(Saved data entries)

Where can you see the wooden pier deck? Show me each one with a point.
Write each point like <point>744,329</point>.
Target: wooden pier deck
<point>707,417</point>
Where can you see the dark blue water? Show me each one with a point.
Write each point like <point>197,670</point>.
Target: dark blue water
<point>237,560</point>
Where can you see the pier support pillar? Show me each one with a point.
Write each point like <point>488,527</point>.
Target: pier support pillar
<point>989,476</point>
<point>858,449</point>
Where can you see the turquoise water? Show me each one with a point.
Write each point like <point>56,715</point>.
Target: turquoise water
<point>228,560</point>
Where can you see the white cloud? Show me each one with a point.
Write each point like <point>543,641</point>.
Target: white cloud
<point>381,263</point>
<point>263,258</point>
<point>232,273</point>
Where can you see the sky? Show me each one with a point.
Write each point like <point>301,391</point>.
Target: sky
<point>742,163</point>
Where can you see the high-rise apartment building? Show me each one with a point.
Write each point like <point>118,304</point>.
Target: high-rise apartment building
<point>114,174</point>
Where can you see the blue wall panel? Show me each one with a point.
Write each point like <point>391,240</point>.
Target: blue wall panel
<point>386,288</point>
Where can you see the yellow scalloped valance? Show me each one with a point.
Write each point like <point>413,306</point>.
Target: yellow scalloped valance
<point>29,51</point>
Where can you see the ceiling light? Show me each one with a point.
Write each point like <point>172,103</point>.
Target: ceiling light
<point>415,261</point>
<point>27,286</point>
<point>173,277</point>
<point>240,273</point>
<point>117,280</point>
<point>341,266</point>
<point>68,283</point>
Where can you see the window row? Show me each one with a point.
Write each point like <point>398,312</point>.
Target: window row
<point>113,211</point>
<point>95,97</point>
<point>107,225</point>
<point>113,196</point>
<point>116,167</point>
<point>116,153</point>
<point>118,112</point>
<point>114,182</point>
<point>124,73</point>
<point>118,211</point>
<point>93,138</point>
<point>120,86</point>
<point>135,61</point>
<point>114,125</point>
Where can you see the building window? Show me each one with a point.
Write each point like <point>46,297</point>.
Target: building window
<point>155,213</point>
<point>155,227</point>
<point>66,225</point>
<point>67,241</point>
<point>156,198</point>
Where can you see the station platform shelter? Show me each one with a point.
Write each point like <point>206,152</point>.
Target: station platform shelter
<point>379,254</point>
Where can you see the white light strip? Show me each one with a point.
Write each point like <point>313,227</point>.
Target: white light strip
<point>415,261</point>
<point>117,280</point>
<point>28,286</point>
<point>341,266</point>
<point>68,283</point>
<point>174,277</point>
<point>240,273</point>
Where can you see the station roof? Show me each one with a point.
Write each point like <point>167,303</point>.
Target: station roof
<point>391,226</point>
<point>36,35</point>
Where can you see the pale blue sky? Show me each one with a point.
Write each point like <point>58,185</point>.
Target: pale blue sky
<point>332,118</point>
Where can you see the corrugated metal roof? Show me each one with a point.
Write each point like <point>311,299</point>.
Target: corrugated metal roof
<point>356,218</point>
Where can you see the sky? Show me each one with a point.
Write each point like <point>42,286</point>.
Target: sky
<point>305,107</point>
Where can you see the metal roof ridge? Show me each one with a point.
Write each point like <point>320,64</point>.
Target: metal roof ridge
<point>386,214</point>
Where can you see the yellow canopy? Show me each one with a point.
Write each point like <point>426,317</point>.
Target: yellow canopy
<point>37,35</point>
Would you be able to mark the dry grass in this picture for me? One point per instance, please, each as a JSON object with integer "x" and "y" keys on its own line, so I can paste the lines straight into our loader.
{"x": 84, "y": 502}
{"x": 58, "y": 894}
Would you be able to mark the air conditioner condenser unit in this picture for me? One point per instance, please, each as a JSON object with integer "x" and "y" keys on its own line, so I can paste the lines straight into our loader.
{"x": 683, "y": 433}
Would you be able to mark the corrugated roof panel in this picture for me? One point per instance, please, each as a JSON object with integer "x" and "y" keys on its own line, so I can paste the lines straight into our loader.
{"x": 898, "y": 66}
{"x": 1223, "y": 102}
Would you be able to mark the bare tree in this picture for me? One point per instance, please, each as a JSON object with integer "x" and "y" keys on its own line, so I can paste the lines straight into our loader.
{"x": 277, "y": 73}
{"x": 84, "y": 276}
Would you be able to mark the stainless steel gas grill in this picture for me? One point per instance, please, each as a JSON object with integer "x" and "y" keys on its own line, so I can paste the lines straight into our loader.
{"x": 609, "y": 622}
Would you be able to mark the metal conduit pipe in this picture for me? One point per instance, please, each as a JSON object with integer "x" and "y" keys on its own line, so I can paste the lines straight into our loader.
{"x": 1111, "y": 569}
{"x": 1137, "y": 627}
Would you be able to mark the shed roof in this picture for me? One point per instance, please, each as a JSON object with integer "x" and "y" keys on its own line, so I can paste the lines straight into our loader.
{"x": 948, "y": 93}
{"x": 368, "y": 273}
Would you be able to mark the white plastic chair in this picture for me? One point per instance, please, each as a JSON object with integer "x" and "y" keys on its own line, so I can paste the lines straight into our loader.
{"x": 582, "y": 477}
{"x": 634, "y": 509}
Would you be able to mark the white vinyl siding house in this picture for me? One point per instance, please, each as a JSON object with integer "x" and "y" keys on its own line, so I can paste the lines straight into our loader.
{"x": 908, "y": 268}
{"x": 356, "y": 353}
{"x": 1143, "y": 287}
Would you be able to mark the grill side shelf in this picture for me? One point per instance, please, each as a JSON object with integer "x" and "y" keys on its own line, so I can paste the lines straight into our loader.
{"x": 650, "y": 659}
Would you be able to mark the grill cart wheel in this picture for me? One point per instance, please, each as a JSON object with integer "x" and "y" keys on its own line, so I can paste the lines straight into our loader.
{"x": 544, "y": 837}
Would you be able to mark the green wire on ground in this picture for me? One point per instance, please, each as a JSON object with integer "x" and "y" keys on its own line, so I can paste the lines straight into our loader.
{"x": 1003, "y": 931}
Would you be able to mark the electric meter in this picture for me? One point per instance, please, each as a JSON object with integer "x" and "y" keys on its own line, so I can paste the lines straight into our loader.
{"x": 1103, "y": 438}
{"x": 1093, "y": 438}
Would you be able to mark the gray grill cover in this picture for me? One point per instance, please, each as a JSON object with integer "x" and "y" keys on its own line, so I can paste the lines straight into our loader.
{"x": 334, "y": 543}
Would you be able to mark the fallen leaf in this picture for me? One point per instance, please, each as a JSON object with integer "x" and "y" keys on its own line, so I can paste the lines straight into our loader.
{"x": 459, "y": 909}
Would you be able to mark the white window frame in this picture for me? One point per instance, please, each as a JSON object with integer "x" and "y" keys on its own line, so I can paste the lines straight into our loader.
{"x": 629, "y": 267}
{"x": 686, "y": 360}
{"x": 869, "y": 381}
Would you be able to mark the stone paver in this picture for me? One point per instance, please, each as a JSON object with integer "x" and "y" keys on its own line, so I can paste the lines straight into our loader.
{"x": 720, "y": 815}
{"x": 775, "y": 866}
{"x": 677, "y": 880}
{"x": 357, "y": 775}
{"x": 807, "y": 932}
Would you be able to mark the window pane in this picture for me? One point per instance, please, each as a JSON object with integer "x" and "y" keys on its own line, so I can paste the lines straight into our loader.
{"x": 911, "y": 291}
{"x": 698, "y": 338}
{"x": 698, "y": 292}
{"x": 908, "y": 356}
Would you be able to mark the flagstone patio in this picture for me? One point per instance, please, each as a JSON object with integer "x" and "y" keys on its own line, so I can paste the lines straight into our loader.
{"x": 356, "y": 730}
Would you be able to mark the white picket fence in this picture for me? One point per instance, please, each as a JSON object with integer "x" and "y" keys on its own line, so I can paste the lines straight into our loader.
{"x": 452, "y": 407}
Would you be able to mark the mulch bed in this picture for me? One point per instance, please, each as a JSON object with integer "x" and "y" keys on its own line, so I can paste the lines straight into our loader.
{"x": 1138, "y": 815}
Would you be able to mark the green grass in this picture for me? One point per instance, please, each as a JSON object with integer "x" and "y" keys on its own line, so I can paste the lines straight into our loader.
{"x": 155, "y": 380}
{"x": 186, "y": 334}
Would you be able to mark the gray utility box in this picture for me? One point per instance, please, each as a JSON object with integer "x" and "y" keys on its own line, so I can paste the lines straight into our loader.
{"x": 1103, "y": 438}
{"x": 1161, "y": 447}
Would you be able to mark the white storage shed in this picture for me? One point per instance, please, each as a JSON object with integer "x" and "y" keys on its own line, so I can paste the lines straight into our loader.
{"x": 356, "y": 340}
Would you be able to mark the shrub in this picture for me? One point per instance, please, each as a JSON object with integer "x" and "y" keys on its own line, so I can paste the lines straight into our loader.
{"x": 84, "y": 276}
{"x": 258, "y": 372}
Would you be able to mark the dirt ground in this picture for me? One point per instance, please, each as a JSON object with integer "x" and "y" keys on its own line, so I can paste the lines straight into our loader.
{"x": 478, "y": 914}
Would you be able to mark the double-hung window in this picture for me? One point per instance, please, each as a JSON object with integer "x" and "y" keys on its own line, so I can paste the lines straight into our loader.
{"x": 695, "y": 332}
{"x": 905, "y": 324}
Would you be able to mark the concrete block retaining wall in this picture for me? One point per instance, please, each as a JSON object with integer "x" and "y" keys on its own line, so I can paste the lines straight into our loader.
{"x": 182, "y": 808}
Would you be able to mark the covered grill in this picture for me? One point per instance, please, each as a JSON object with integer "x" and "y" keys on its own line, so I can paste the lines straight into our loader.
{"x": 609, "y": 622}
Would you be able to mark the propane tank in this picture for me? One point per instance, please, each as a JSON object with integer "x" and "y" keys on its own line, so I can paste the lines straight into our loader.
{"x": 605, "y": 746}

■ **Task prompt**: No lines before the one containing "Would you be able to mark the propane" belong in the answer; write out that line and each one after it exactly, through the end of the records.

■ **Answer section**:
Would you be able to mark the propane tank in this picture for me? One point per instance, please, each as a JSON object with integer "x" and "y" keys on its own line, so I can paste the lines straight into our loader.
{"x": 605, "y": 746}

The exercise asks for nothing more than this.